Work to be completed –
Return the lines beginning at the one that contains "indicate the goalkeeper" and continuing to the end of the entries, including both ends, exactly as written and nothing else.

Part of a data file –
::::::::::
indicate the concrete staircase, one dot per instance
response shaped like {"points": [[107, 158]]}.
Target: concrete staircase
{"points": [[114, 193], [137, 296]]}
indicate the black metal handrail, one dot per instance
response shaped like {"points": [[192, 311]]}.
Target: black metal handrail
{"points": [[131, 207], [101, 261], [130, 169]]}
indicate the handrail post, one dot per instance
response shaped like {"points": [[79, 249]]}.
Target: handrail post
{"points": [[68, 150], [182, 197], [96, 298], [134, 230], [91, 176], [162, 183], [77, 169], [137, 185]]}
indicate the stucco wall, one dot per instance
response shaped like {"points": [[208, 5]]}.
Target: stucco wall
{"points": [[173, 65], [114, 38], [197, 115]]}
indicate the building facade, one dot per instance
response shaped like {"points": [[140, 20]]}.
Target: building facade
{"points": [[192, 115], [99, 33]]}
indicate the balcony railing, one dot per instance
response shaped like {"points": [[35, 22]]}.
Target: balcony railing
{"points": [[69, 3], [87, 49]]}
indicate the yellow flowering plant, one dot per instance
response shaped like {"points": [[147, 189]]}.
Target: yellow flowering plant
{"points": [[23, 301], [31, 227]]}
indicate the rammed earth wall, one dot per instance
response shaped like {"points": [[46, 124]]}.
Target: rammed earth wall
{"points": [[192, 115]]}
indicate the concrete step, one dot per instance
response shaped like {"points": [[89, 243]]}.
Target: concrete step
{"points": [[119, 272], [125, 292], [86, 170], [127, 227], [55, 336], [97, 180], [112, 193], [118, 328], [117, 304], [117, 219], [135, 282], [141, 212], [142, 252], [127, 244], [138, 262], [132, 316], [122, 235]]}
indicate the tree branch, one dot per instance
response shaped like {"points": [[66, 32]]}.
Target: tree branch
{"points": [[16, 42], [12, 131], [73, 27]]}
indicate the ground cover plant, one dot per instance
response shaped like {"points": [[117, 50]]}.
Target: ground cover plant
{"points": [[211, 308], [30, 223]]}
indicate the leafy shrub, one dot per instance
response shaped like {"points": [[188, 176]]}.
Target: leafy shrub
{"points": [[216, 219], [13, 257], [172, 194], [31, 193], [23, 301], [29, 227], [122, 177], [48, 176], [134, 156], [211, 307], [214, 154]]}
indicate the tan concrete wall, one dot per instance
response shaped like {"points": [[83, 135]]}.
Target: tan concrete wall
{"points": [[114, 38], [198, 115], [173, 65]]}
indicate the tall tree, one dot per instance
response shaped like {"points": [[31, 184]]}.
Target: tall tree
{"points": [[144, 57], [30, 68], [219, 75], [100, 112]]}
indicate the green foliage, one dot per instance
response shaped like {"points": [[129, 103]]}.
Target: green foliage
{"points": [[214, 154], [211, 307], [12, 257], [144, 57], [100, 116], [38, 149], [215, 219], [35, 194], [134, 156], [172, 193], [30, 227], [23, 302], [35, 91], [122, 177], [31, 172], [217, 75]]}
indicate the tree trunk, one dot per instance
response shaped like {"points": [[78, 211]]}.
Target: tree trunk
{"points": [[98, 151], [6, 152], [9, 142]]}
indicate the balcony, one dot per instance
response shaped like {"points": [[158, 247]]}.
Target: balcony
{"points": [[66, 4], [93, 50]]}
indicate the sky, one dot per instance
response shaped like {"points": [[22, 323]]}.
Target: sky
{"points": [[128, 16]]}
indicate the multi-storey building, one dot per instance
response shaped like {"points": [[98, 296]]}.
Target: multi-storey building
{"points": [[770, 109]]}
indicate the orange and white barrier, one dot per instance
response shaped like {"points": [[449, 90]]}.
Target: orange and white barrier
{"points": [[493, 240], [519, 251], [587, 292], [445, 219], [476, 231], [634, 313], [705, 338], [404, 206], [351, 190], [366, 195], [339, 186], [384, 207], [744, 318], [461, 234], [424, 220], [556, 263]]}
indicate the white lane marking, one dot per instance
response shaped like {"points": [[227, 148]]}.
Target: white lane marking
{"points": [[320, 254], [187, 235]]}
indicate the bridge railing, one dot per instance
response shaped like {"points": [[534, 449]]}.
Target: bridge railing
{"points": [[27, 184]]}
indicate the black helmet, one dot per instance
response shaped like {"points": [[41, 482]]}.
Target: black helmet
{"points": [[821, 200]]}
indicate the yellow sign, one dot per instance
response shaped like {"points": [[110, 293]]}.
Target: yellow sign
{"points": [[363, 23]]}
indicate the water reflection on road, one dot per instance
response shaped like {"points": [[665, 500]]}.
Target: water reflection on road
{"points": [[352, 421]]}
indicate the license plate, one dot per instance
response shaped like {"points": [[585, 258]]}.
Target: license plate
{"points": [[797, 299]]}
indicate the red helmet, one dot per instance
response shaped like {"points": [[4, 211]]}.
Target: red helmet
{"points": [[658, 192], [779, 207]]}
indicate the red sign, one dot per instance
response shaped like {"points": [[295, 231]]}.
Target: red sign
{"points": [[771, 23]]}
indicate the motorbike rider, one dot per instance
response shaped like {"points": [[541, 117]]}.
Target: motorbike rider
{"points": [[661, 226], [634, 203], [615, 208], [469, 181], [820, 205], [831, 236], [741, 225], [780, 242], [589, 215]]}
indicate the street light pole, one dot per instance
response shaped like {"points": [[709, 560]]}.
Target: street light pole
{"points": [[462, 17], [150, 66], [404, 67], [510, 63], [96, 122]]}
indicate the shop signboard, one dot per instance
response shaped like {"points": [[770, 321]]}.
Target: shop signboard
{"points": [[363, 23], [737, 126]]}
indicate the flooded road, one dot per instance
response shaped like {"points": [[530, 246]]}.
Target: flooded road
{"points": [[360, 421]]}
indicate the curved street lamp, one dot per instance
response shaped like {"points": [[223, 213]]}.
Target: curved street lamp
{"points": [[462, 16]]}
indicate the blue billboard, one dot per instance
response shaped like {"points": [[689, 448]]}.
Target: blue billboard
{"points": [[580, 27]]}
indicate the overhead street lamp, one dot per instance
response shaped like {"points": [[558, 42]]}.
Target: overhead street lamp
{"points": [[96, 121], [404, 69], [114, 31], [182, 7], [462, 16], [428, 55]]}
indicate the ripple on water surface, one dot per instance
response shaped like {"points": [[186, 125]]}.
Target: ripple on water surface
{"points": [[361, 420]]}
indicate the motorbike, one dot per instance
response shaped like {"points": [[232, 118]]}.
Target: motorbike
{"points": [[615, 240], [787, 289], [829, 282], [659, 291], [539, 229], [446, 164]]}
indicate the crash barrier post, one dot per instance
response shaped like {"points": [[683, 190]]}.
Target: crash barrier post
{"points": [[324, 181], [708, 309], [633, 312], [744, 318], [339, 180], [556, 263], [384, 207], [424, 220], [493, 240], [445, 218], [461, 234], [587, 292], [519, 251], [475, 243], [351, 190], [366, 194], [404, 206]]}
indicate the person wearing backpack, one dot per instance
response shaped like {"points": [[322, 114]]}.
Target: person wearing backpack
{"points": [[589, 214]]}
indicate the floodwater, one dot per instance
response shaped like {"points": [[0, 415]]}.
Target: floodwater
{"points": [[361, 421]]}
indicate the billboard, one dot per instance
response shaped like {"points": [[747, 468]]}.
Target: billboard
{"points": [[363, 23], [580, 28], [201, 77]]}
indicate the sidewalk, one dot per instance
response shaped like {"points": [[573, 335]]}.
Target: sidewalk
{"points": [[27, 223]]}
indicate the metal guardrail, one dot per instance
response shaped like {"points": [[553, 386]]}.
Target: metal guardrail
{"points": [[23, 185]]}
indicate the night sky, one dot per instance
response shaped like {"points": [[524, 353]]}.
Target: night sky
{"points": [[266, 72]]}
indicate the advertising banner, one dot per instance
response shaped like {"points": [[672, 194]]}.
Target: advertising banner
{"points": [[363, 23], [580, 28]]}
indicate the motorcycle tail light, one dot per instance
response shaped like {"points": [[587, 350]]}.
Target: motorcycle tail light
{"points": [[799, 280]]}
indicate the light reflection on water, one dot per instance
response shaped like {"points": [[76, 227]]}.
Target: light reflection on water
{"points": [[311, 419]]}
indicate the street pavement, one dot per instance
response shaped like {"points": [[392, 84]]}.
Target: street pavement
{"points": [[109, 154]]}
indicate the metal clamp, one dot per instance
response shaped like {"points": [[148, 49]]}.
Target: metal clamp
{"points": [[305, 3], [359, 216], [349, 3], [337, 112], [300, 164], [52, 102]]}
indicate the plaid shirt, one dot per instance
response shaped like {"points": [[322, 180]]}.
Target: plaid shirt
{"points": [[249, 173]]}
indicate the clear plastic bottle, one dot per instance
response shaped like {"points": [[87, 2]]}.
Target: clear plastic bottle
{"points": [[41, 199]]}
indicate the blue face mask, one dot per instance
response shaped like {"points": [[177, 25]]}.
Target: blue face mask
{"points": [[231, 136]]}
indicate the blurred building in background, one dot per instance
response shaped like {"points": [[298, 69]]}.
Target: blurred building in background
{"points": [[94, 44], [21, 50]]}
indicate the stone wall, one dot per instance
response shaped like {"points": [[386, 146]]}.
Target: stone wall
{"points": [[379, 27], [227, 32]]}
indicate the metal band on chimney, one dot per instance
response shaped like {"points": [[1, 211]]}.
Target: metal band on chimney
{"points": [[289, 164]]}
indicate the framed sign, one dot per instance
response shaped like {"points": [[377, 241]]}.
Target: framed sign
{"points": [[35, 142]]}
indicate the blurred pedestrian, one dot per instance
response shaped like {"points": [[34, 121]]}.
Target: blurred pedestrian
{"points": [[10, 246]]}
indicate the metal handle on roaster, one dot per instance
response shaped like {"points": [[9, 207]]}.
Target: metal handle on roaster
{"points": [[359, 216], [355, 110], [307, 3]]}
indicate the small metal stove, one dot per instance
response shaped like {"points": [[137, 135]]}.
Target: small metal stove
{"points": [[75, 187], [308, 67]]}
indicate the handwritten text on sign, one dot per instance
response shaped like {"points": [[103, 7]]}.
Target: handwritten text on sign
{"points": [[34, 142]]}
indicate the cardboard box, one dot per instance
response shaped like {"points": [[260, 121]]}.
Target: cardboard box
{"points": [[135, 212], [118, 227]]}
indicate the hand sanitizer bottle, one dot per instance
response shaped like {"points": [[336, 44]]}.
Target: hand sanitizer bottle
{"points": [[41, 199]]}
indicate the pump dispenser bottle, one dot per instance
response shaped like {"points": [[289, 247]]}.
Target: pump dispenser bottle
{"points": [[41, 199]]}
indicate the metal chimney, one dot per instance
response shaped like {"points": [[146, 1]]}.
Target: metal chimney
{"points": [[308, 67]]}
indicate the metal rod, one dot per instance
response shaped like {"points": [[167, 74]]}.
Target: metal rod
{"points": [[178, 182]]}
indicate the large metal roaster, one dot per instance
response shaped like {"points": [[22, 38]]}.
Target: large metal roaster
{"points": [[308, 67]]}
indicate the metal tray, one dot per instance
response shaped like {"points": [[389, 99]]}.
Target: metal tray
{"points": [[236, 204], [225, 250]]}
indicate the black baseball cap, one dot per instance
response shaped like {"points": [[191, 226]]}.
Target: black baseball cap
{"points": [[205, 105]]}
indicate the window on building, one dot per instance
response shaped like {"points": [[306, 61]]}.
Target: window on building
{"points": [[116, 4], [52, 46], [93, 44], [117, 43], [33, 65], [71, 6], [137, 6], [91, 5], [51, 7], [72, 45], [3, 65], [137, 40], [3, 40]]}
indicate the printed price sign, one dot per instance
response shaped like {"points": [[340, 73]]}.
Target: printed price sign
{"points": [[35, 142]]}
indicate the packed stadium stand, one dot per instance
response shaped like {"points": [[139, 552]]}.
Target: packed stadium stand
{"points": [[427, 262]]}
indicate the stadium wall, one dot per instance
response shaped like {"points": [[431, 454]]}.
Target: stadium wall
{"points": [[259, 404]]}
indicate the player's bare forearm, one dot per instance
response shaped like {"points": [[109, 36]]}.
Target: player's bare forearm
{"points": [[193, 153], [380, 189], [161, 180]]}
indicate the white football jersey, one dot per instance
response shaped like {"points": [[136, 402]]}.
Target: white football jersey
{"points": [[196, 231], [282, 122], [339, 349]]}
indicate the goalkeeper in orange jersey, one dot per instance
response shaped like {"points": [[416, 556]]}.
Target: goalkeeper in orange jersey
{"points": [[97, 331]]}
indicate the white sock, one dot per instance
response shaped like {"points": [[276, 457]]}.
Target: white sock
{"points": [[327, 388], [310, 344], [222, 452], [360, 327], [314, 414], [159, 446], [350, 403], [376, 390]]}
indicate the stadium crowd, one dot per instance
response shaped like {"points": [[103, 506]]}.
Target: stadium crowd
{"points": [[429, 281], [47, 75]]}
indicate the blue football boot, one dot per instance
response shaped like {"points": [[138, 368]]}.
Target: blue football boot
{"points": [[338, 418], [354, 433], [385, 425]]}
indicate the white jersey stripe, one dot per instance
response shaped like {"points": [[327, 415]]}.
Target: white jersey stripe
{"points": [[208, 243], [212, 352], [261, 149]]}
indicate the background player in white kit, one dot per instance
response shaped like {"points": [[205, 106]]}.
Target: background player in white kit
::::::::::
Answer to the problem –
indicate the goalkeeper in orange jersey, one dot per instance
response shaped like {"points": [[416, 556]]}.
Target: goalkeeper in orange jersey
{"points": [[97, 331]]}
indicate the white sock, one dot per instance
response shaped like {"points": [[276, 457]]}.
Target: white sock
{"points": [[327, 388], [310, 344], [222, 452], [360, 327], [314, 414], [159, 446], [350, 403], [376, 390]]}
indicate the stadium crowd, one dot per instance
response shaped like {"points": [[103, 506]]}.
Target: stadium crowd
{"points": [[429, 281], [47, 75]]}
indicate the blue football boot, one dot per instance
response shaped like {"points": [[138, 368]]}.
Target: blue football boot
{"points": [[338, 418], [354, 433], [385, 425]]}
indicate the white jersey stripe, one dot per instance
response shaped like {"points": [[327, 415]]}.
Target: white jersey stripe
{"points": [[208, 243], [212, 352], [261, 149]]}
indicate the background player in white kit, one dot per instance
response shaped like {"points": [[205, 106]]}.
Target: background player in white kit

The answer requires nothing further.